* Objectives *
A) Revise the passage of the attorney general opinion starting with "RCW 43.135.045(1) requires" and going on through "state general fund?", putting "reserve account" wherever "emergency reserve fund" appears.
B) According to the attorney general opinion, by what means could the funds be adjusted?

====== Page text

AGO 1998 No. 5

Honorable Michael J. Murphy

Attorney General of Washington — Opinion
March 3, 1998


JAMES K. PHARRIS, Sr. Assistant Attorney General

Honorable Michael J. Murphy State Treasurer Legislative Building P.O. Box 40200 Olympia, Washington 98504-0200

Dear Treasurer Murphy:

By letter previously acknowledged, you have requested the opinion of this office on two questions we have paraphrased as follows:

RCW 43.135.045(1) requires the Treasurer to deposit in the emergency reserve fund all general fund . . . state revenues in excess of the state expenditure limit for that fiscal year, but provides that deposits shall be made at the end of each fiscal quarter based on projections of state revenues and the state expenditure limit. If the Treasurer deposits funds into the emergency reserve fund in the early part of the fiscal year based on projections of revenue and the state expenditure limit, but later projections or actual numbers reveal that the earlier deposits are in excess of the amount made subject to deposit by RCW 43.135.045(1), does the Treasurer have authority to retransfer the excess back to the state general fund?
RCW 43.135.045(3) provides that if the balance in the emergency reserve fund exceeds five percent of biennial general fund-state revenues as projected by the official state revenue forecast, any balance in excess will be transferred by the Treasurer to the education construction fund. If later changes in the revenue forecast reveal that the amount previously transferred to the education construction fund was actually greater than the amount made subject to transfer by RCW 43.135.045(3), does the Treasurer have authority to retransfer funds to the emergency reserve fund?

We answer both of your questions in the negative. The State Treasurer has no authority to withdraw money previously deposited in either the emergency reserve fund or the education construction fund. The funds could be adjusted only by legislative action. However, the Treasurer may take into account possible changes in circumstances in deciding how much to transfer quarterly into either of these two accounts.

============
====== Recorded data

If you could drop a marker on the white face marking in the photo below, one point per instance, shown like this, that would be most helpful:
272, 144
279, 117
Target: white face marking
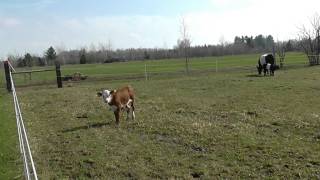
268, 66
106, 96
113, 108
128, 105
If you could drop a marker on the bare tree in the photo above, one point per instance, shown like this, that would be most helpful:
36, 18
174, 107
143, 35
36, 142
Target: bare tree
281, 51
184, 43
310, 40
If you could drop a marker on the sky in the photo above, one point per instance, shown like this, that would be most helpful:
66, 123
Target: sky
34, 25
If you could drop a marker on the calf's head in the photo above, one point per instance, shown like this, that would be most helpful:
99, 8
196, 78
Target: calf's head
106, 95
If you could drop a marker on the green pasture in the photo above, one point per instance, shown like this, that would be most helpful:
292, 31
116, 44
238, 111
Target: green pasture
225, 125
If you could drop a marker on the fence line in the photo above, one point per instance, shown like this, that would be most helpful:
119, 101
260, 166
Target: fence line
29, 172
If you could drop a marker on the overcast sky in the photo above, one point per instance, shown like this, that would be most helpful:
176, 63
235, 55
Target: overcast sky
34, 25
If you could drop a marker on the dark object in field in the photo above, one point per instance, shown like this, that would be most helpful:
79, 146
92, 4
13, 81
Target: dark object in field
266, 62
75, 77
119, 100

============

* The responses *
A)
RCW 43.135.045(1) requires the Treasurer to deposit in the reserve account all general fund . . . state revenues in excess of the state expenditure limit for that fiscal year, but provides that deposits shall be made at the end of each fiscal quarter based on projections of state revenues and the state expenditure limit. If the Treasurer deposits funds into the reserve account in the early part of the fiscal year based on projections of revenue and the state expenditure limit, but later projections or actual numbers reveal that the earlier deposits are in excess of the amount made subject to deposit by RCW 43.135.045(1), does the Treasurer have authority to retransfer the excess back to the state general fund?

B) Only by legislative action.